**Instructions for the task:** Give back every entry exactly as it is written, but not the pictures.
#### Data ####
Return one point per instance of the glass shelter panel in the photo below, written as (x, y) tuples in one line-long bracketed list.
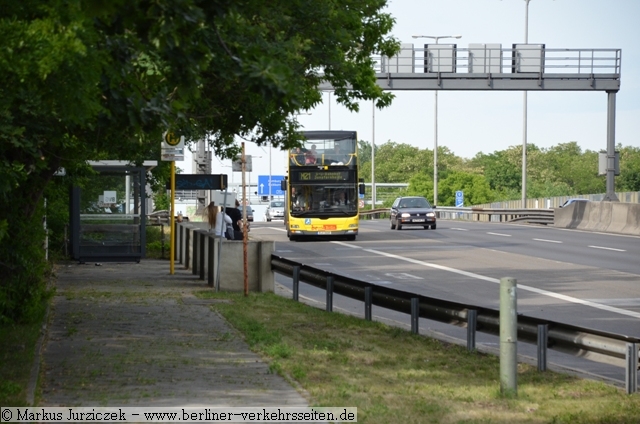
[(109, 217)]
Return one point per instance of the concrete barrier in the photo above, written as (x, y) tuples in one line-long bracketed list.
[(611, 217), (193, 244)]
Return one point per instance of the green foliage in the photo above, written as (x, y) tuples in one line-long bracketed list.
[(162, 201), (475, 187), (629, 179)]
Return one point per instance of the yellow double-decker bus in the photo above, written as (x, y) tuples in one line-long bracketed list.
[(322, 186)]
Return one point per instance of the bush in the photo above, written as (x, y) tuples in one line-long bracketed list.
[(24, 269)]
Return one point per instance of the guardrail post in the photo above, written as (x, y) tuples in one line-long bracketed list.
[(201, 259), (194, 252), (415, 314), (329, 293), (187, 236), (178, 242), (472, 323), (543, 337), (296, 282), (368, 297), (210, 260), (508, 336), (631, 380)]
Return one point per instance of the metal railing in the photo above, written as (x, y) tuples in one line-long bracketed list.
[(601, 346), (485, 59), (530, 216)]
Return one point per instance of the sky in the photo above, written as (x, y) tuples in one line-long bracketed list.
[(472, 122)]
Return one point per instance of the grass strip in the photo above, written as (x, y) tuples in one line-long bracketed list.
[(391, 375)]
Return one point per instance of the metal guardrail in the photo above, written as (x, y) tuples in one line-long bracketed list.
[(530, 216), (615, 349)]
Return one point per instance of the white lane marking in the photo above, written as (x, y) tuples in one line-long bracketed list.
[(548, 241), (608, 248), (496, 280)]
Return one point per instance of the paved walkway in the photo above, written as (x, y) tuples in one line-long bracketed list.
[(127, 334)]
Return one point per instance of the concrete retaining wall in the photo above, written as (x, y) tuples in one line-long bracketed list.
[(197, 249), (610, 217)]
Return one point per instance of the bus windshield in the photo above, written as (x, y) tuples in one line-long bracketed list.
[(322, 186)]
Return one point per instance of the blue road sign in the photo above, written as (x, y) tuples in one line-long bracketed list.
[(263, 185), (459, 199)]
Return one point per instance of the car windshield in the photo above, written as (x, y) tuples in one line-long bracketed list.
[(414, 202)]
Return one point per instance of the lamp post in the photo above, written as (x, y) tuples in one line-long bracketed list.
[(435, 121), (524, 116)]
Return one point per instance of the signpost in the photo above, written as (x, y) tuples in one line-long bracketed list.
[(264, 184), (459, 199), (172, 149)]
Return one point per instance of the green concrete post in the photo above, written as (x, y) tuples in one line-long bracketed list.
[(508, 336)]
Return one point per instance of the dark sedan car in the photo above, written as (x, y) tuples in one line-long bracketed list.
[(413, 210), (249, 212)]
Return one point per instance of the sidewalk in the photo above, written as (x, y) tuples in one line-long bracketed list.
[(127, 334)]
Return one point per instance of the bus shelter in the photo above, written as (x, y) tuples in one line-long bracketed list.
[(108, 214)]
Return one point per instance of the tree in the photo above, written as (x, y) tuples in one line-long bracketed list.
[(94, 80)]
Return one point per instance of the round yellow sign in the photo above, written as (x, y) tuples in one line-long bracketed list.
[(171, 139)]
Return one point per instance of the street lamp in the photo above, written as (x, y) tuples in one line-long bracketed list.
[(435, 125)]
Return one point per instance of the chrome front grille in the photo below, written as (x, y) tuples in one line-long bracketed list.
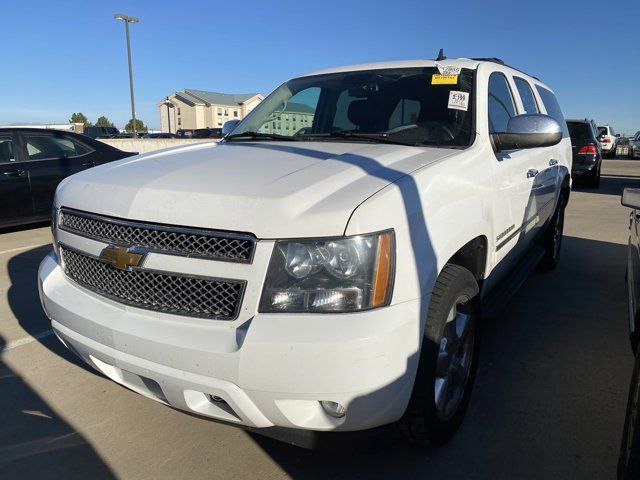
####
**Task response:**
Return one point per instance of the glass shelter panel in the photo below, written as (x, y) tuples in one line-long bracketed list.
[(109, 217)]
Return one point per instance of the concrete barrier in the photo above, written as (x, y) tuples in one line-long bracketed list.
[(611, 217), (193, 244)]
Return one point per instance of the green foliage in the photo above, written as (x, y) tuples in one line-long bracketed list.
[(162, 201), (475, 187), (629, 179)]
Return one point per instance of the yellow double-decker bus in the photo above, written as (x, y) tuples in one line-long bracketed list.
[(322, 186)]
Return one point per instance of the bush in the photo above, written as (x, y) tuples in one line-long bracketed list.
[(24, 269)]
Return one point per instance of the guardrail post in the photo above, written as (x, y) tuples in one line-long bracketed list.
[(201, 259), (194, 252), (415, 314), (329, 293), (187, 236), (178, 242), (472, 323), (543, 337), (296, 282), (368, 297), (210, 260), (508, 336), (631, 380)]
Return one point per instance of the metal railing in the photo above, written as (x, y) tuples in one line-long bracketed list.
[(601, 346), (485, 59), (530, 216)]
Return one point per instance of the sky in the photo above, written as (x, y) tuples in one line-long bracketed list.
[(472, 122)]
Return one point per instance of the grass strip in the photo above, written as (x, y) tuples in one line-long bracketed list.
[(391, 375)]
Return one point per instance of the metal guardrail in the photo above, written as (x, y) tuples in one line-long bracketed list.
[(530, 216), (615, 349)]
Return one point per instance of the white lane marking in the photo above, written as (x, y) tuples in one line-long bracketed list.
[(548, 241), (608, 248), (496, 280)]
Return one point per instance of the paved walkway in the photo above, written as (x, y) tuples in one line-long bracketed list.
[(127, 334)]
Return one point per instance of the concrete retaining wall in the photo above, written as (x, y) tuples in one line-long bracketed list.
[(197, 249), (610, 217)]
Return one point per instance of the bus windshield in the photo above, written as (x, y) tuples in one line-long bracketed list.
[(322, 186)]
Return one point per instance of the blue road sign in the photo above, written as (x, y) tuples in one line-long bracketed list.
[(263, 185), (459, 199)]
Return one point per instance of the car windshield in the photo above, written as (x, y) tuples in one line-long bracketed list.
[(414, 202)]
Return one point per instance of the lamp post in the photo above, written as (x, y) tuples in one line-long bracketed list.
[(435, 121), (524, 116)]
Return one point per instance of the signpost in the photo above, written as (x, y) tuples in one line-long bracketed list.
[(264, 184), (459, 199), (172, 149)]
Return one point per instance of the green concrete post in the photo above, written as (x, y) tuples in one line-long bracketed list.
[(508, 336)]
Return one point per instance of the dark sedan car in the photo above, written as (x, y) tuples in one line-long bracketed list.
[(413, 210), (249, 212)]
Return one point per instance of the sidewalk in the photo above, written as (x, y) tuples in one line-long bracketed list.
[(127, 334)]
Return one point per instance of the bus shelter in the photo above, written as (x, y) tuples in one line-long bracketed list.
[(108, 214)]
Return one point per instance of the tree in the photo above, written as (x, y) tuples in one line-long bracketed list.
[(94, 80)]
Return one point per instance of the round yellow sign in the photo above, written as (x, y) tuples in one line-long bracketed list.
[(171, 139)]
Return one point per instance of the street lamp in the photo above, written as (x, y) tuples in one line-long bracketed list.
[(435, 125)]
Return one point per instance of the chrome front grille in the photo below, written as (x, y) tuples in one line-long bracketed list.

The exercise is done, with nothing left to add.